To do :: Extend the Florida sports betting article, picking up after its final sentence.

Provided passage ::
• • • • • • •

An effort to place a statewide initiative to legalize sports betting and event wagers on this year’s ballot folded in January after initiative backers acknowledged they lacked the needed signatures to get the measure before voters.
Florida Education Champions (FEC), with financial backing of sportsbook operators FanDuel and DraftKings, last year launched a signature-gathering campaign to get the proposal on the 2022 ballot. The initiative would have allowed sports betting at professional sports venues and pari-mutuels as well as by American Indian tribes with Florida gaming pacts.
The measure would have allowed the state legislature to tax betting revenues and earmark the tax funds to the state’s Education Enhancement Trust Fund. Only those 21 years and older would have been allowed to engage in such wagering, according to the proposal’s text.
The total votes needed statewide to qualify the measure for the ballot was 891,589, according to the Secretary of State’s Office, but FEC organizers collected just 514,888. Florida’s initiative rules also require that sponsors collect a certain level of signatures (8% of the number of votes cast in the last presidential vote) in at least 14 of the state’s 27 congressional districts.
Christina Johnson, the FEC spokeswoman, said the group appreciated the support it received from hundreds of thousands of supporters around the state.

• • • • • • •

Image point grounding data
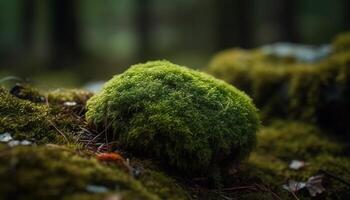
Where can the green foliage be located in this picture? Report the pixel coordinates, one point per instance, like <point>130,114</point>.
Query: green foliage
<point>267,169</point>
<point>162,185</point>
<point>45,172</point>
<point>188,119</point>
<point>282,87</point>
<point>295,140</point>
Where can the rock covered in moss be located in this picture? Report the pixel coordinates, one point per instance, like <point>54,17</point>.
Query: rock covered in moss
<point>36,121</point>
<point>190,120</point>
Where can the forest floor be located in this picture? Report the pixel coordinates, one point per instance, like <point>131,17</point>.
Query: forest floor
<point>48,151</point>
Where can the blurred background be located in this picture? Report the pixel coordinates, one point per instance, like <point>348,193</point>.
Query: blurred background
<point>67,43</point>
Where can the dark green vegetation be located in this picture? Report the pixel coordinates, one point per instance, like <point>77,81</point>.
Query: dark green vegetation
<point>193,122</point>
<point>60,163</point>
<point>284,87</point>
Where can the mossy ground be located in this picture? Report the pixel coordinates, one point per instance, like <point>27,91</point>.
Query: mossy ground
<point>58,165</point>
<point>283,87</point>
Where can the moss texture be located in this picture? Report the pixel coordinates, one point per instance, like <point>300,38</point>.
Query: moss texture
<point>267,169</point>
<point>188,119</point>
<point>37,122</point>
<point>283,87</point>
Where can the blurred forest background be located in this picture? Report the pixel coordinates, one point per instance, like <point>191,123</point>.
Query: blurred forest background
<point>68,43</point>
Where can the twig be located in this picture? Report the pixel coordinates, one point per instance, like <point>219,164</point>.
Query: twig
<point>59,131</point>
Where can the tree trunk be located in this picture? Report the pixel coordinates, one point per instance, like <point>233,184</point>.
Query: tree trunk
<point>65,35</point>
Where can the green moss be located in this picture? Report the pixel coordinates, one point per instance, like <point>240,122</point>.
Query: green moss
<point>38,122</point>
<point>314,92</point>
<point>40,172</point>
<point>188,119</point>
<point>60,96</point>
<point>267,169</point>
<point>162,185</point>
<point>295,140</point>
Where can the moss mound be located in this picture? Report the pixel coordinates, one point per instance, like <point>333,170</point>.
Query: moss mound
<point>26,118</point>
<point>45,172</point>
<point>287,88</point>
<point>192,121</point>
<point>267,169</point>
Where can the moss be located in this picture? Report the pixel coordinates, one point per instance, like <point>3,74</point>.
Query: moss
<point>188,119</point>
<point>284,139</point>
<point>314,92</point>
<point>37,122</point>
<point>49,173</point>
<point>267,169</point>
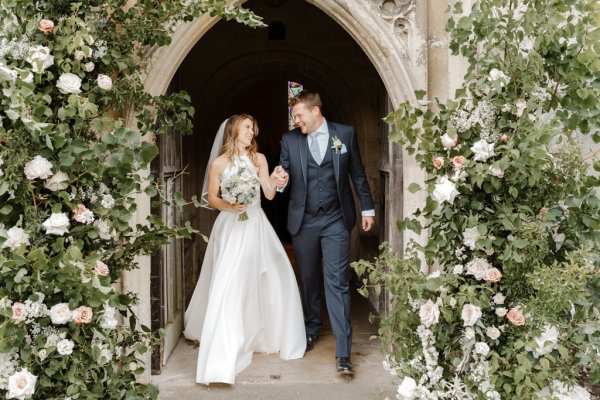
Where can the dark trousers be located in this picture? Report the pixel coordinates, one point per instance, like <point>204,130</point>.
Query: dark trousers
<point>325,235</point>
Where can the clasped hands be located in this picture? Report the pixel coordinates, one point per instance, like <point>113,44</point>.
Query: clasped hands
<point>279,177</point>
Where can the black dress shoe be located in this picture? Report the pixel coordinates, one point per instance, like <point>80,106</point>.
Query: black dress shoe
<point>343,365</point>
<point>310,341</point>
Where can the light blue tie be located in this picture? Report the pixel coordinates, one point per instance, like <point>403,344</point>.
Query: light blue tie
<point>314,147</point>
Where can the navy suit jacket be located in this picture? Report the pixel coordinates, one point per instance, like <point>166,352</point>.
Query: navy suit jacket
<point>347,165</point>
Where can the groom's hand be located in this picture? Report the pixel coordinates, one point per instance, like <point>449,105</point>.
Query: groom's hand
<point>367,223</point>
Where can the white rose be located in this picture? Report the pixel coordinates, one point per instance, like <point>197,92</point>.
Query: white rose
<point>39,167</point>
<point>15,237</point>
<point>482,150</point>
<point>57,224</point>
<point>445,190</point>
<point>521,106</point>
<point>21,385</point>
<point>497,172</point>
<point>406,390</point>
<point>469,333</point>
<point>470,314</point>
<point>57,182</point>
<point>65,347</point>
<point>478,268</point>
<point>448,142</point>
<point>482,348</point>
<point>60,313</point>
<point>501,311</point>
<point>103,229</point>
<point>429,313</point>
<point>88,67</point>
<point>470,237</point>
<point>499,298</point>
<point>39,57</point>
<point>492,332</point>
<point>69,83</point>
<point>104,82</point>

• • • • • • •

Answer box ::
“We will be considering all options in the months ahead to ensure that Floridians have the opportunity to bring safe and legal sports betting to the state, along with hundreds of millions of dollars annually to support public education,” Johnson said in a statement emailed to the Florida Record.
Supporters of the initiative faced multiple challenges in signature gathering, according to Johnson.
“While pursuing our mission to add sports betting to the ballot we ran into some serious challenges, but most of all the COVID surge decimated our operations and ability to collect in-person signatures,” she said.
Supporters won’t be able to attempt to put the measure before voters again until 2024. This suggests that the efforts to allow sports betting in Florida will shift to a federal appeals court, which is considering a lower court’s decision to invalidate the Seminole Tribe’s online sports betting compact.
Betting that would have been authorized by the initiative included wagers on any type of sporting events, individual athletic performances or statistics, pools and motor racing.